Third-party integration[edit]
Safaricom released the new M-PESA platform dubbed M-PESA G2 to offer versatile integration capabilities for development partners.
Client-to-business and business-to-client disbursements are some of features available through the API.
Criticism[edit]
The near-monopolistic providers of the M-PESA service are sometimes criticized for the high cost that the service imposes on its often poor users. The Bill and Melinda Gates Foundation warned in 2013 that lack of competition could drive up prices for customers of mobile money services and used M-PESA in Kenya as a negative example. According to the Foundation, a transfer of $1.50 cost $0.30 at the time, while the same provider charged only a tenth of this in neighboring Tanzania, where it was exposed to more competition.[63] A study sponsored by USAID found that poor uneducated customers, who often had bad vision, were a target of unfair practices within M-PESA. They had expensive subscriptions for ring-tones and similar unnecessary services pushed on them, with opaque pricing, and thus did not understand why their M-PESA deposits depleted so quickly. If they did, they were often unable to unsubscribe from those services without help. The authors concluded that it is not the marginalized people in Kenya who benefit from M-PESA, but mostly Safaricom.[64] A similar conclusion was reached by development economist Alan Gibson in a study commissioned by Financial Sector Deepening Trust Kenya (FSD Kenya) on the occasion of the 10th anniversary of FSD Kenya in 2016.[65] He wrote that credit to business did not improve due to M-PESA and that credit to the agricultural sector even declined. He concluded in his otherwise very friendly survey that the financial sector benefitted handsomely from the expansion of M-PESA, while the living conditions of the people were not noticeably improved.

Object grounding data in natural language:

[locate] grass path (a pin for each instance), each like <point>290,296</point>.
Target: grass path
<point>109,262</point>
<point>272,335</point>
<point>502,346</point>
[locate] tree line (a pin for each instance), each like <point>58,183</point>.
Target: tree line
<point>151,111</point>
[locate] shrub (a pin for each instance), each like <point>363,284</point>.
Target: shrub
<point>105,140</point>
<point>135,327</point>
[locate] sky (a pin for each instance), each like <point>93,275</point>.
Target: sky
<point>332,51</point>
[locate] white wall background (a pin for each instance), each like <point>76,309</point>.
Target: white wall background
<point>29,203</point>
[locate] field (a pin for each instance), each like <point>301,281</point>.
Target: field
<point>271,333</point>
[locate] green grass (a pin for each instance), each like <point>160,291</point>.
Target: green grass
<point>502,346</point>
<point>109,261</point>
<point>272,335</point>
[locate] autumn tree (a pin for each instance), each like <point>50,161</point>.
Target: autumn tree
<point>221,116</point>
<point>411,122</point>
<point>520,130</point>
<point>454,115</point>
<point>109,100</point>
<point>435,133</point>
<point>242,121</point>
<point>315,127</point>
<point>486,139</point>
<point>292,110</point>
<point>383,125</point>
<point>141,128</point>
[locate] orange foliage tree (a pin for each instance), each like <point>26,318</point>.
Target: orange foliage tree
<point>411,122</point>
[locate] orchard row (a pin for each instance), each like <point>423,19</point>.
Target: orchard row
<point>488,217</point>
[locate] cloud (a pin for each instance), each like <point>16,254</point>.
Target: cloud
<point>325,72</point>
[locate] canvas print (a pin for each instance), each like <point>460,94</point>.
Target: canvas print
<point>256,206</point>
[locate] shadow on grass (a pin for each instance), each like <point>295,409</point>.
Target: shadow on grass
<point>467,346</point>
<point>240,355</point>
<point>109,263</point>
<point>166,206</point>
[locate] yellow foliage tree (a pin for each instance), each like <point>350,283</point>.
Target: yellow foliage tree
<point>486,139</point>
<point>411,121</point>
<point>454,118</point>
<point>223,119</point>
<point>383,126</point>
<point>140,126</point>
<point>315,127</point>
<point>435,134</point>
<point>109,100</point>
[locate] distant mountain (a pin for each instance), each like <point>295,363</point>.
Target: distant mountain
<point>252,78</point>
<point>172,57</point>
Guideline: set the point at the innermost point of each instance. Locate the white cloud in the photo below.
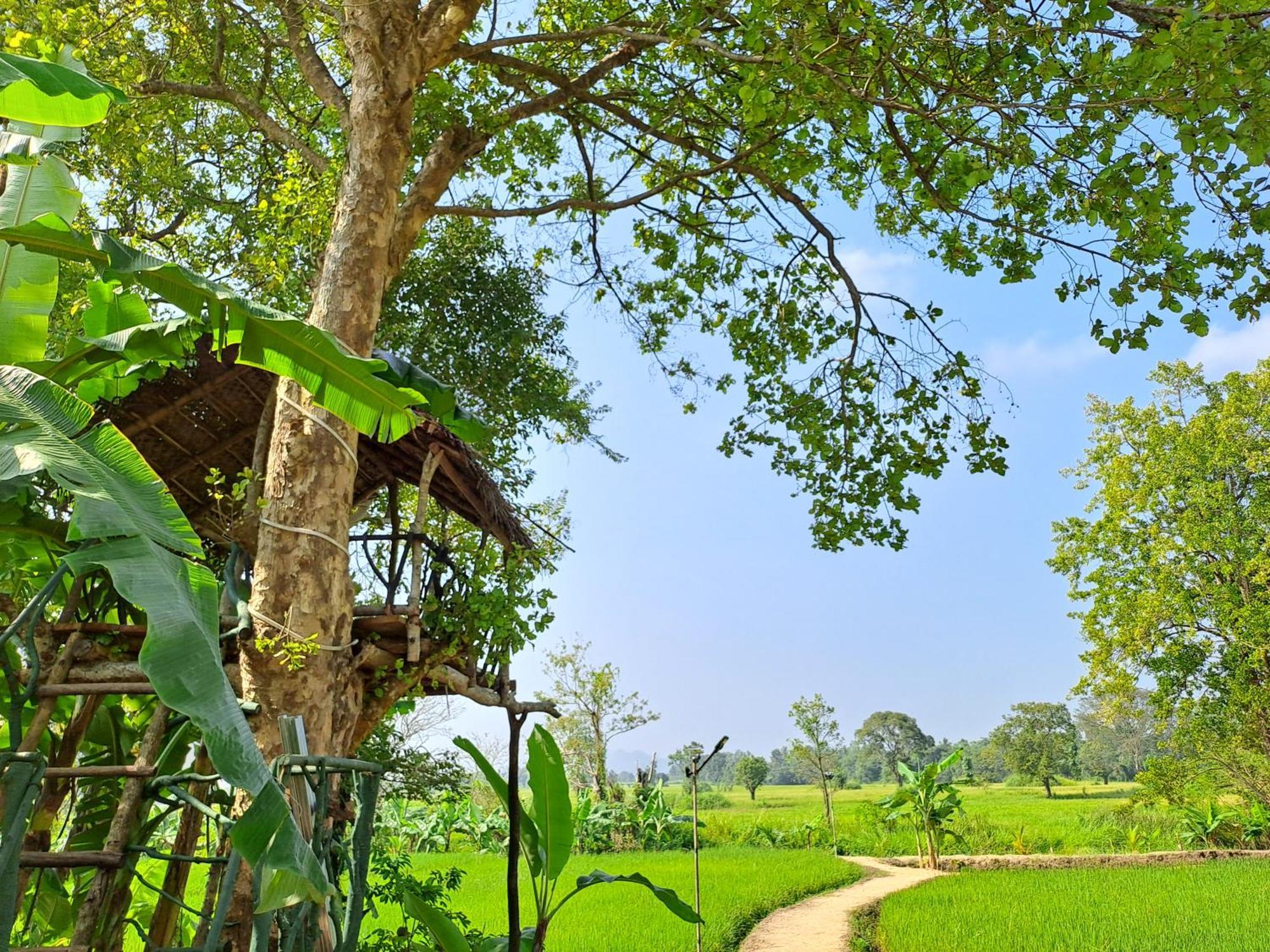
(1225, 351)
(1038, 357)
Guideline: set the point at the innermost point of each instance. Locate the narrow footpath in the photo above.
(824, 923)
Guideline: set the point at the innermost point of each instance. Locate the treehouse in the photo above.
(114, 772)
(208, 418)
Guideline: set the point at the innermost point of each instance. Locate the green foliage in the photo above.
(1166, 564)
(929, 804)
(719, 145)
(740, 888)
(51, 95)
(1217, 906)
(751, 774)
(1038, 741)
(595, 713)
(893, 737)
(547, 835)
(1208, 827)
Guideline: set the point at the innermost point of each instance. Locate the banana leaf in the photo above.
(51, 95)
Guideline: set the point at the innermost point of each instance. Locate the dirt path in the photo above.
(824, 923)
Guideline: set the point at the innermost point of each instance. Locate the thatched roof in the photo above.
(205, 417)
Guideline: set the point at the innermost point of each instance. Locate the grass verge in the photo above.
(740, 887)
(1217, 906)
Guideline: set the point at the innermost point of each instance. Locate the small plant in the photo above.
(1019, 843)
(547, 838)
(1208, 827)
(929, 804)
(1135, 840)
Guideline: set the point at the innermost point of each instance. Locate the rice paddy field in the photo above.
(740, 887)
(1216, 907)
(1081, 818)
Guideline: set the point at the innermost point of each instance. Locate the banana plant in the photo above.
(929, 804)
(547, 841)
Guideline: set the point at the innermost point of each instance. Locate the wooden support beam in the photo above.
(100, 859)
(106, 687)
(55, 774)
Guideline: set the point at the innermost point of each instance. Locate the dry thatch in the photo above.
(206, 416)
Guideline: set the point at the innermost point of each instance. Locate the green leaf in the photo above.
(669, 898)
(340, 381)
(116, 492)
(112, 310)
(29, 281)
(449, 936)
(552, 810)
(49, 95)
(529, 830)
(181, 656)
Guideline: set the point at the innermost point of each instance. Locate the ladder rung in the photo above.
(107, 771)
(106, 687)
(67, 860)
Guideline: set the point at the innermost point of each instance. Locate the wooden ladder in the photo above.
(63, 769)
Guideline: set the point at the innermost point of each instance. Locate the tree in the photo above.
(312, 145)
(595, 711)
(783, 769)
(1117, 738)
(1168, 562)
(893, 737)
(1038, 741)
(751, 772)
(816, 751)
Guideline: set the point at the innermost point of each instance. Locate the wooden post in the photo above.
(416, 601)
(163, 925)
(291, 728)
(91, 913)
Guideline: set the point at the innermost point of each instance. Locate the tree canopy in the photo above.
(725, 145)
(1038, 741)
(1168, 563)
(896, 738)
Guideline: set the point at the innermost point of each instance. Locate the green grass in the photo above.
(1217, 906)
(1079, 819)
(740, 888)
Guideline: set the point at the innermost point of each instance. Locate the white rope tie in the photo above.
(303, 531)
(322, 423)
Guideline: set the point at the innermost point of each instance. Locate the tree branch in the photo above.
(312, 65)
(250, 109)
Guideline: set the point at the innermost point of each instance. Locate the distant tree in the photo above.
(859, 765)
(595, 711)
(816, 751)
(783, 771)
(895, 737)
(1117, 737)
(1170, 559)
(1038, 741)
(751, 772)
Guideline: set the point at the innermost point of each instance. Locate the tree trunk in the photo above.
(302, 586)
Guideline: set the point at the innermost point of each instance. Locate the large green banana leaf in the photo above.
(552, 809)
(48, 93)
(29, 281)
(116, 492)
(181, 656)
(121, 501)
(340, 381)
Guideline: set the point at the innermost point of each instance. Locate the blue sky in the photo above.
(697, 576)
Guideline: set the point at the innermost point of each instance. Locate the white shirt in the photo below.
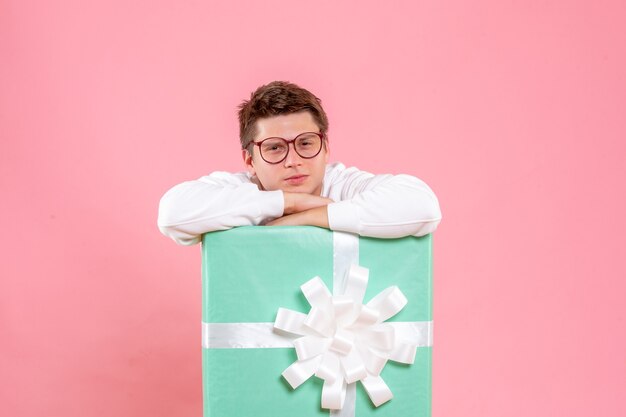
(383, 206)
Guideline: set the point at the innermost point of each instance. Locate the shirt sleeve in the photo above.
(218, 201)
(383, 206)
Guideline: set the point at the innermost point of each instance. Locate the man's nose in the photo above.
(292, 156)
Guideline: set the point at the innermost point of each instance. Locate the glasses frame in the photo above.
(288, 142)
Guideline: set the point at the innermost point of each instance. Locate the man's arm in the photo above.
(312, 217)
(218, 201)
(221, 201)
(383, 206)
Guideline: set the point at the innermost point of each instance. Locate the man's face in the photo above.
(294, 174)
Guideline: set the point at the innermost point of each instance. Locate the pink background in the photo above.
(512, 111)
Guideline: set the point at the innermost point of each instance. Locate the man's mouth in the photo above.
(296, 179)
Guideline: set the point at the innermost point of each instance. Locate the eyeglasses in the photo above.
(275, 150)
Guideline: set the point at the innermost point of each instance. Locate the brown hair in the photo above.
(276, 98)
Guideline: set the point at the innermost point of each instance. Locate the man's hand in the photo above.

• [EXERCISE GOAL] Update the M-PESA passage from "Third-party integration[edit]" to "for development partners.", putting "flexible" in place of "versatile". These rows are drawn from a separate source.

• [PROBLEM SOLUTION]
Third-party integration[edit]
Safaricom released the new M-PESA platform dubbed M-PESA G2 to offer flexible integration capabilities for development partners.